_Written request 1:_ In the patent description, for what reason may the dimensions of the various features be arbitrarily expanded or reduced?
_Written request 2:_ Please go on with the patent description, picking up right after its final sentence.

_Page:_
#####

Detailed Description of Preferred Embodiments

[0020] In the following detailed description, reference is made to the accompanying drawings, which form a part hereof, and in which are shown by way of illustration specific embodiments in which the present disclosure may be practiced. These embodiments are described in sufficient detail to enable those of ordinary skill in the art to practice the disclosure made herein. It should be understood, however, that the detailed description and the specific examples, while indicating examples of embodiments of the disclosure, are given by way of illustration only, and not by way of limitation. From the disclosure, various substitutions, modifications, additions, rearrangements, or combinations thereof within the scope of the disclosure may be made and will become apparent to those of ordinary skill in the art.

[0021] In accordance with common practice, the various features illustrated in the drawings may not be drawn to scale. The illustrations presented herein are not meant to be actual views of any particular apparatus (e.g., device, system, etc.) or method, but are merely idealized representations that are employed to describe various embodiments of the disclosure. Accordingly, the dimensions of the various features may be arbitrarily expanded or reduced for clarity. In addition, some of the drawings may be simplified for clarity. Thus, the drawings may not depict all of the components of a given apparatus or all operations of a particular method.

#####

Image point annotation listing:
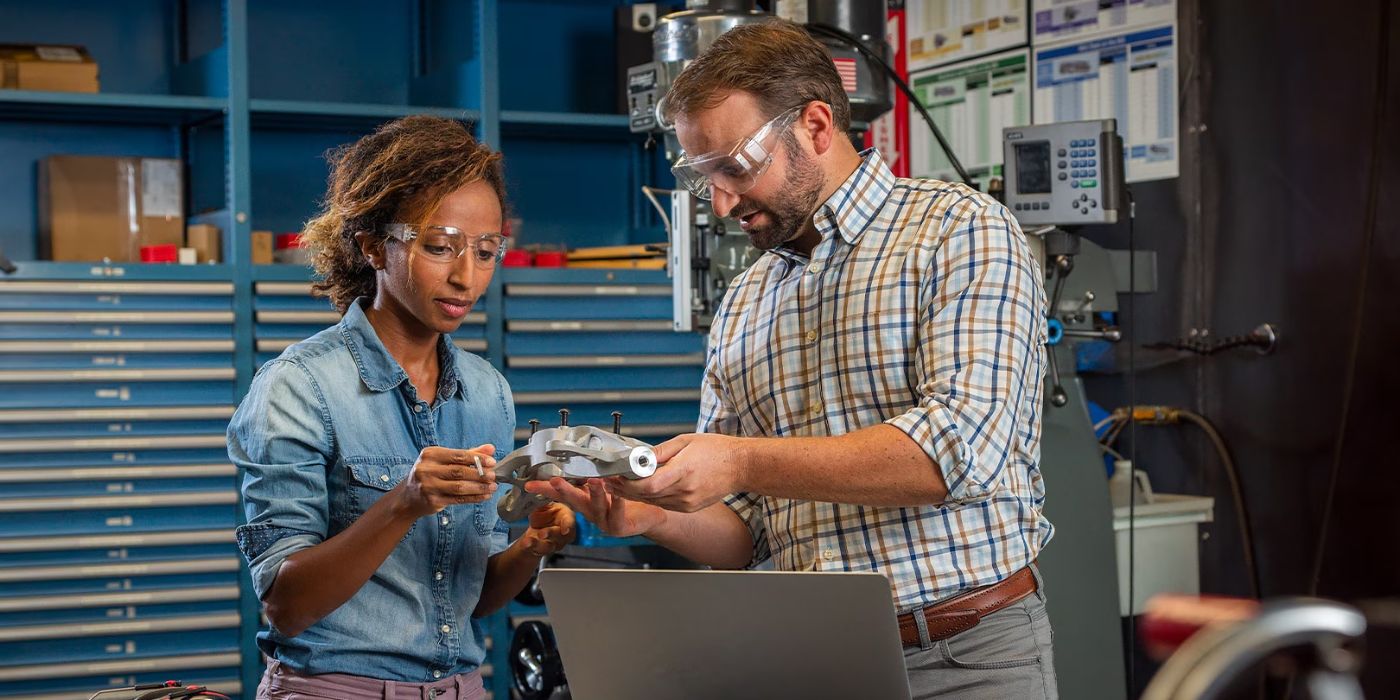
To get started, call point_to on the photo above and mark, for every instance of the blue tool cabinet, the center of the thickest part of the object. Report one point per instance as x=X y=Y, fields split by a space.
x=118 y=501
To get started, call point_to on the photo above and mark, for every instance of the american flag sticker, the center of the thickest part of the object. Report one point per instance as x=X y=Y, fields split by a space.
x=846 y=67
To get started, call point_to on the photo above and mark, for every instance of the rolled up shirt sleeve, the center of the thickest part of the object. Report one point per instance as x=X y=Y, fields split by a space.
x=280 y=441
x=504 y=438
x=717 y=416
x=982 y=315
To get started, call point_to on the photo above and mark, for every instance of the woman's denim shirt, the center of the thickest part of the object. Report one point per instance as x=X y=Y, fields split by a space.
x=325 y=430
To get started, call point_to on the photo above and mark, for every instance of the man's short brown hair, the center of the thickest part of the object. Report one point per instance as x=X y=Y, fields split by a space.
x=776 y=62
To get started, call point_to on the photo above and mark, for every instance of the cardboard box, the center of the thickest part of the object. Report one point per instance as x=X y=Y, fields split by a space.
x=66 y=69
x=95 y=207
x=205 y=240
x=262 y=248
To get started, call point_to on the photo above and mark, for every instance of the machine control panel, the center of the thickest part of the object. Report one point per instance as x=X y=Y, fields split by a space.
x=1064 y=174
x=641 y=97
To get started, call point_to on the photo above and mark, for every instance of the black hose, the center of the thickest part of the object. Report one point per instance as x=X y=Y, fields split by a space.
x=903 y=87
x=1246 y=531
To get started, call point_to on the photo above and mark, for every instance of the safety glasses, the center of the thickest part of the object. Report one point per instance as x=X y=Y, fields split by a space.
x=444 y=244
x=737 y=170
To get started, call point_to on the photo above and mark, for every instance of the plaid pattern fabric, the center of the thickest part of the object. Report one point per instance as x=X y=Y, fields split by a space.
x=923 y=308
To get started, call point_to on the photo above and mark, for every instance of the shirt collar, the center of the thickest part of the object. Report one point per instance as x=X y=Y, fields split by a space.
x=854 y=205
x=378 y=370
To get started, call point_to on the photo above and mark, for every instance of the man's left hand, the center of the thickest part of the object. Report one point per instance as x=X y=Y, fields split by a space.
x=550 y=528
x=696 y=471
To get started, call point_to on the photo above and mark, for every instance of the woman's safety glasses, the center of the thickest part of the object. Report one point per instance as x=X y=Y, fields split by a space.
x=444 y=244
x=737 y=170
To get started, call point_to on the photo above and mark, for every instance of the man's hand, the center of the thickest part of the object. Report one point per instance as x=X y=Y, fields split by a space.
x=444 y=478
x=550 y=528
x=696 y=471
x=615 y=517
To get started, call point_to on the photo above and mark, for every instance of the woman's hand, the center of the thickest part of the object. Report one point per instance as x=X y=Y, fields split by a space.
x=550 y=528
x=444 y=478
x=612 y=514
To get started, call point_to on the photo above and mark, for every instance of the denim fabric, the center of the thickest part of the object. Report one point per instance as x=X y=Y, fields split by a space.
x=325 y=431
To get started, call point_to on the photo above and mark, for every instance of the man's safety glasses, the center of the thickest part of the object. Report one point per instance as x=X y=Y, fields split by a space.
x=444 y=244
x=737 y=170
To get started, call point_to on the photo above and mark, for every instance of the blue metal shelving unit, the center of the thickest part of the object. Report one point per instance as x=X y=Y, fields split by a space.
x=116 y=501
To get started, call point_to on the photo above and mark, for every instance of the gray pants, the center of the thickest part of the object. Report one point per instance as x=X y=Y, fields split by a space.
x=1007 y=655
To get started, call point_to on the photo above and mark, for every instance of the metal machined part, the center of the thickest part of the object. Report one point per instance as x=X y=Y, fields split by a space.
x=574 y=452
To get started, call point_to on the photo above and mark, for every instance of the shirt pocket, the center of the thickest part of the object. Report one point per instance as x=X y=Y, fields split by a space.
x=366 y=480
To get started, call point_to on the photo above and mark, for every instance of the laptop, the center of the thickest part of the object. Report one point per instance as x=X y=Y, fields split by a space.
x=725 y=634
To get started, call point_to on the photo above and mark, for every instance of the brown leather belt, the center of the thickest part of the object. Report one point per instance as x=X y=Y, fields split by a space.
x=963 y=611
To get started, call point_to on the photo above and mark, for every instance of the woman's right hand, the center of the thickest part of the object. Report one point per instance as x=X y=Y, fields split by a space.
x=444 y=478
x=611 y=513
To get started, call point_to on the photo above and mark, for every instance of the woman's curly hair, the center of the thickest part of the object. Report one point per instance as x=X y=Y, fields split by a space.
x=398 y=174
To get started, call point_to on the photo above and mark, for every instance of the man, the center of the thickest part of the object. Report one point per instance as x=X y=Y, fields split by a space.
x=874 y=381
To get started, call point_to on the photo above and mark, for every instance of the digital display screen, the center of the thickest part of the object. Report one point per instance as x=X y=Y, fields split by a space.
x=1033 y=168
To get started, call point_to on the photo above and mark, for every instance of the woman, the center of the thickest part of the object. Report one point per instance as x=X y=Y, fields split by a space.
x=371 y=532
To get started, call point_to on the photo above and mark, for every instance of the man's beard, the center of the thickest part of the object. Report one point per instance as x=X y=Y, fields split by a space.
x=793 y=207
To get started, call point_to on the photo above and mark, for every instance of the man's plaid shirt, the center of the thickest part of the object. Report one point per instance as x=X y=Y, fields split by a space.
x=923 y=308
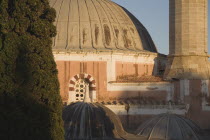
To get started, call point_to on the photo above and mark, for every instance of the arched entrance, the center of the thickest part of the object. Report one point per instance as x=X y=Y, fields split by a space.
x=79 y=86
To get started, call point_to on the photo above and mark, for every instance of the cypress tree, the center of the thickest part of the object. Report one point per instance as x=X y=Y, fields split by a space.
x=30 y=103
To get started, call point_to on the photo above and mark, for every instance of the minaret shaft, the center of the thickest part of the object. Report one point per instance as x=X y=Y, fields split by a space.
x=188 y=56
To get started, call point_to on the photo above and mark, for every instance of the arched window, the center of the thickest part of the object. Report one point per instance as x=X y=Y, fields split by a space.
x=80 y=86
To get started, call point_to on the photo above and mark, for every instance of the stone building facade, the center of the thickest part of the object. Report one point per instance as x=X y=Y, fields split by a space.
x=101 y=47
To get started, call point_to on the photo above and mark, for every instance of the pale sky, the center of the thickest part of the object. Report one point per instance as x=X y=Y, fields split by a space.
x=154 y=15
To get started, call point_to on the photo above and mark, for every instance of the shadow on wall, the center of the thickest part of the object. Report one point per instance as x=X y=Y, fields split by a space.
x=91 y=121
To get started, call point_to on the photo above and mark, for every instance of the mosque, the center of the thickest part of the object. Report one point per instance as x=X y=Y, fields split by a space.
x=104 y=53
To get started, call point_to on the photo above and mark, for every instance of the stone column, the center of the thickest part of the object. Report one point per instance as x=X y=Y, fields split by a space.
x=188 y=56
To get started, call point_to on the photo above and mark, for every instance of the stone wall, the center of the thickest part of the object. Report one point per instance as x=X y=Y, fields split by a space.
x=188 y=58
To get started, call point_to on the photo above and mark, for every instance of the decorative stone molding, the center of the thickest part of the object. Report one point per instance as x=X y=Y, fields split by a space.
x=89 y=79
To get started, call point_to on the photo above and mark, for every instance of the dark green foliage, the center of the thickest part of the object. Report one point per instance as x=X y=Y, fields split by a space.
x=30 y=103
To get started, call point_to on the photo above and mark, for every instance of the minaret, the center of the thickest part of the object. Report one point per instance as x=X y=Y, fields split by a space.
x=188 y=56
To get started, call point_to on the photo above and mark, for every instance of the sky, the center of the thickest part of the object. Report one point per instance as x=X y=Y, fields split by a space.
x=154 y=15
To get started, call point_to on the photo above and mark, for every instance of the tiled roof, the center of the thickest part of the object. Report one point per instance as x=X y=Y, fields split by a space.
x=137 y=79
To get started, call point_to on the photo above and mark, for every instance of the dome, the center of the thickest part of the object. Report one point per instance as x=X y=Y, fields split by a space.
x=91 y=121
x=98 y=26
x=169 y=127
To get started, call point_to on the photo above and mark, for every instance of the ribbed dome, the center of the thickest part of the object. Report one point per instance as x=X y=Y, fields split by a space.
x=98 y=25
x=91 y=121
x=169 y=127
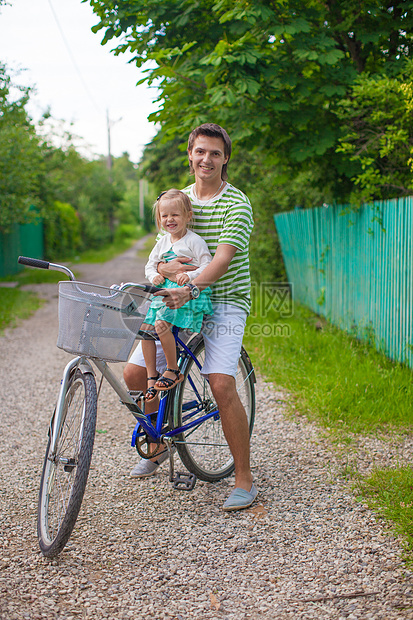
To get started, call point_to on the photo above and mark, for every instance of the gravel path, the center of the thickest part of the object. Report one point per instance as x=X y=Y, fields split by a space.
x=141 y=550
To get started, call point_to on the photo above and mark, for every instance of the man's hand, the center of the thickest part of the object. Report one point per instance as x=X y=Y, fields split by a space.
x=175 y=298
x=172 y=268
x=158 y=279
x=182 y=278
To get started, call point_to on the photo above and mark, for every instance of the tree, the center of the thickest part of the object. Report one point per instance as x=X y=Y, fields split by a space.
x=20 y=158
x=274 y=73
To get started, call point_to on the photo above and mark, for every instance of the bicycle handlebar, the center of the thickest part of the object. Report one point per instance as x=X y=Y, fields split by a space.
x=148 y=288
x=43 y=264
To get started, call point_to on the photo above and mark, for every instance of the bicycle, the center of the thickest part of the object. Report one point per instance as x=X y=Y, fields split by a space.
x=99 y=325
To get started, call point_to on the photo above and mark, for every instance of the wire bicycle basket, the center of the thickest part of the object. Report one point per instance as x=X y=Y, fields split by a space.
x=99 y=322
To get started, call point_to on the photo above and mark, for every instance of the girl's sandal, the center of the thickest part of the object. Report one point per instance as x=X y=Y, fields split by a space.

#####

_Task answer 1:_ For clarity.

_Task answer 2:_
[0022] Information and signals described herein may be represented using any of a variety of different technologies and techniques. For example, data, instructions, commands, information, signals, bits, symbols, and chips that may be referenced throughout the description may be represented by voltages, currents,

electromagnetic waves, magnetic fields or particles, optical fields or particles, or any combination thereof. Some drawings may illustrate signals as a single signal for clarity of presentation and description. It should be understood by a person of ordinary skill in the art that the signal may represent a bus of signals, wherein the bus may have a variety of bit widths, and the present disclosure may be

implemented on any number of data signals including a single data signal.

[0023] The various illustrative logical blocks, modules, circuits, and algorithm acts described in connection with embodiments disclosed herein may be implemented as electronic hardware, computer software, or combinations of both. To clearly illustrate this interchangeability of hardware and software, various illustrative components, blocks, modules, circuits, and acts are described generally in terms of their functionality. Whether such functionality is implemented as hardware or software depends upon the particular application and design constraints imposed on the overall system. Skilled artisans may implement the described functionality in varying ways for each particular application, but such implementation decisions should not be interpreted as causing a departure from the scope of the embodiments of the disclosure described herein.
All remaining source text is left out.